╔══
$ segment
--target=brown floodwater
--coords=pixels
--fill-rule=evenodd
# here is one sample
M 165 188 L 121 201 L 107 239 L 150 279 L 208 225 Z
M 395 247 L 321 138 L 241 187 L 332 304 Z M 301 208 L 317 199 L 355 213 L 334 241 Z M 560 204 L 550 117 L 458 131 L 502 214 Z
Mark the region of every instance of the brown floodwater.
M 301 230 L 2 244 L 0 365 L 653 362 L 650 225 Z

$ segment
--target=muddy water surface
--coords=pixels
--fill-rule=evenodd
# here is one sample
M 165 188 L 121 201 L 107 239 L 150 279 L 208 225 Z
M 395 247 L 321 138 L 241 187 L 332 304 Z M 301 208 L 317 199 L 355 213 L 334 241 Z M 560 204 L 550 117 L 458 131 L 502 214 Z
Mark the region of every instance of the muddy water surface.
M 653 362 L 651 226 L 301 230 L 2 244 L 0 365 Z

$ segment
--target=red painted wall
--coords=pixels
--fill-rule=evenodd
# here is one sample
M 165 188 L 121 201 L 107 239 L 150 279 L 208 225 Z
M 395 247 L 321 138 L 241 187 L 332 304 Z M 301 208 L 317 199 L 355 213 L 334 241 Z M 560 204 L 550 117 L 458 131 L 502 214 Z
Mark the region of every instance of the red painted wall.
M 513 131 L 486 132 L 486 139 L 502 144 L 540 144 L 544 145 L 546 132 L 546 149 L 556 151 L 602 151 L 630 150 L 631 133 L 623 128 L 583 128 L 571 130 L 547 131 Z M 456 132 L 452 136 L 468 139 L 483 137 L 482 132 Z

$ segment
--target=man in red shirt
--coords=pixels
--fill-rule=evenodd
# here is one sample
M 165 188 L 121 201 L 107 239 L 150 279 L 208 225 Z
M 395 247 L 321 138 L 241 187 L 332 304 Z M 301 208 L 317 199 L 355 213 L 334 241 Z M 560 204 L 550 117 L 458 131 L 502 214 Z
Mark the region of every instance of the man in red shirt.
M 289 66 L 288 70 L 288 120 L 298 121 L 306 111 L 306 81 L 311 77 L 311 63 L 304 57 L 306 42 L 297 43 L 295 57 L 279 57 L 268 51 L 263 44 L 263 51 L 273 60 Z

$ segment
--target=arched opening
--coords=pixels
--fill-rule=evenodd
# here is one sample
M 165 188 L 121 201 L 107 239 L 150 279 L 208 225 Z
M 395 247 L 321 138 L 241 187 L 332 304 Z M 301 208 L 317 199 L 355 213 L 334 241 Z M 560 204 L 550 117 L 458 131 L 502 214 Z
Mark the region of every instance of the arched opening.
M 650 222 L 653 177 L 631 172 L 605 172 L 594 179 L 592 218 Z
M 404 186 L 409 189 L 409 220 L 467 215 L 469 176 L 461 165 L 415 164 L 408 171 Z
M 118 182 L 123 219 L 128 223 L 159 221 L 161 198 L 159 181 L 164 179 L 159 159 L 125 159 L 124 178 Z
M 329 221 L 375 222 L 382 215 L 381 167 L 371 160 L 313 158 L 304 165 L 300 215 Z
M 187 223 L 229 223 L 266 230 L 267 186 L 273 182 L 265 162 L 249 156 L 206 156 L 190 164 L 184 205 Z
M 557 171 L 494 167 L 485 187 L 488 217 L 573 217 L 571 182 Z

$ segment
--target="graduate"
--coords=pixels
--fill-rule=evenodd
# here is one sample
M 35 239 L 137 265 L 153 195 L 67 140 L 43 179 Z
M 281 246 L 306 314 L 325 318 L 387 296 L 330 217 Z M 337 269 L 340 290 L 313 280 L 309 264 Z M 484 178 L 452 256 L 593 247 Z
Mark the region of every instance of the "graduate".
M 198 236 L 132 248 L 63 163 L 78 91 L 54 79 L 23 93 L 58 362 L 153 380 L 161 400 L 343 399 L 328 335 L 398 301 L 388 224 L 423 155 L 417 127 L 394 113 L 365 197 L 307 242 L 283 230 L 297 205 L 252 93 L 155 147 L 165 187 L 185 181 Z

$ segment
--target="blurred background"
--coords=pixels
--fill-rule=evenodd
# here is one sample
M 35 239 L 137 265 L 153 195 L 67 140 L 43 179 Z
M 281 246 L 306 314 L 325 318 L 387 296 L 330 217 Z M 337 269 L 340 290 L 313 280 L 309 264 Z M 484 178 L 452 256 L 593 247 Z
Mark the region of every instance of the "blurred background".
╚══
Task goal: Give back each entry exactly as it was written.

Task solution:
$ segment
--target=brown floodwater
--coords=pixels
--fill-rule=evenodd
# here is one sample
M 165 188 L 121 201 L 107 239 L 150 279 L 208 225 Z
M 395 247 L 321 138 L 241 187 L 332 304 Z M 301 208 L 317 199 L 355 213 L 334 241 Z M 560 204 L 550 117 L 458 131 L 502 214 Z
Mark the region of every instance of the brown floodwater.
M 301 230 L 2 244 L 0 365 L 653 362 L 650 225 Z

$ segment
--target=muddy water surface
--coords=pixels
--fill-rule=evenodd
# here is one sample
M 165 188 L 121 201 L 107 239 L 150 279 L 208 225 Z
M 395 247 L 321 138 L 241 187 L 332 304 Z M 301 208 L 317 199 L 355 213 L 334 241 Z M 560 204 L 550 117 L 458 131 L 502 214 Z
Mark the region of every instance of the muddy water surface.
M 653 362 L 651 226 L 301 230 L 2 244 L 0 365 Z

$ segment
--target=red painted wall
--coords=pixels
--fill-rule=evenodd
# here is one sample
M 165 188 L 121 201 L 107 239 L 150 279 L 208 225 Z
M 395 247 L 321 138 L 241 187 L 332 304 Z M 301 208 L 317 199 L 355 213 L 334 241 Z M 560 204 L 550 117 L 458 131 L 502 214 Z
Mark the region of every instance of the red painted wall.
M 513 131 L 486 132 L 486 139 L 502 144 L 540 144 L 544 145 L 546 132 L 546 149 L 556 151 L 602 151 L 630 150 L 631 133 L 623 128 L 583 128 L 571 130 L 547 131 Z M 456 132 L 452 136 L 468 139 L 483 137 L 482 132 Z

$ segment
--target=man in red shirt
--coords=pixels
--fill-rule=evenodd
# here is one sample
M 165 188 L 121 201 L 107 239 L 150 279 L 208 225 Z
M 395 247 L 321 138 L 241 187 L 332 304 Z M 301 208 L 317 199 L 355 213 L 334 241 Z M 560 204 L 550 117 L 458 131 L 502 214 Z
Mark the region of every instance of the man in red shirt.
M 289 66 L 288 70 L 288 120 L 298 121 L 306 111 L 306 81 L 311 77 L 311 63 L 304 57 L 306 42 L 297 43 L 295 57 L 279 57 L 268 51 L 263 44 L 263 51 L 273 60 Z

$ segment
--target=arched opening
--coords=pixels
--fill-rule=evenodd
# here is one sample
M 165 188 L 121 201 L 107 239 L 150 279 L 208 225 Z
M 395 247 L 321 138 L 241 187 L 332 304 Z M 301 208 L 317 199 L 355 213 L 334 241 Z M 560 204 L 550 117 L 458 131 L 502 214 Z
Mark the region of every instance of the arched opening.
M 650 222 L 653 177 L 631 172 L 605 172 L 594 179 L 592 218 Z
M 404 186 L 409 189 L 409 220 L 467 215 L 469 176 L 461 165 L 415 164 L 408 171 Z
M 118 182 L 123 219 L 128 223 L 159 221 L 161 198 L 159 181 L 164 179 L 159 159 L 125 159 L 124 178 Z
M 329 221 L 375 222 L 382 215 L 381 167 L 371 160 L 313 158 L 304 165 L 300 215 Z
M 187 223 L 229 223 L 266 230 L 267 186 L 273 182 L 265 162 L 249 156 L 206 156 L 190 164 L 184 205 Z
M 557 171 L 494 167 L 485 187 L 488 217 L 573 217 L 571 182 Z

$ segment
--target="graduate"
--coords=pixels
--fill-rule=evenodd
# here is one sample
M 35 239 L 137 265 L 153 195 L 67 140 L 43 179 Z
M 281 246 L 306 314 L 325 318 L 387 296 L 330 217 Z M 337 269 L 340 290 L 313 280 L 309 264 Z M 484 178 L 452 256 L 593 247 Z
Mark the region of every instance of the "graduate".
M 198 236 L 132 248 L 63 163 L 78 91 L 54 79 L 23 93 L 58 362 L 153 380 L 161 400 L 343 399 L 328 335 L 398 301 L 388 224 L 423 155 L 417 127 L 394 113 L 365 197 L 307 242 L 283 230 L 297 205 L 252 93 L 155 147 L 165 187 L 185 181 Z

$ segment
--target="blurred background"
--coords=pixels
--fill-rule=evenodd
# here is one sample
M 35 239 L 137 265 L 153 195 L 67 140 L 43 179 Z
M 281 246 L 306 314 L 325 318 L 387 296 L 330 217 Z M 337 269 L 340 290 L 313 280 L 309 264 Z M 484 178 L 452 256 L 593 247 Z
Mark the region of every instance of the "blurred background".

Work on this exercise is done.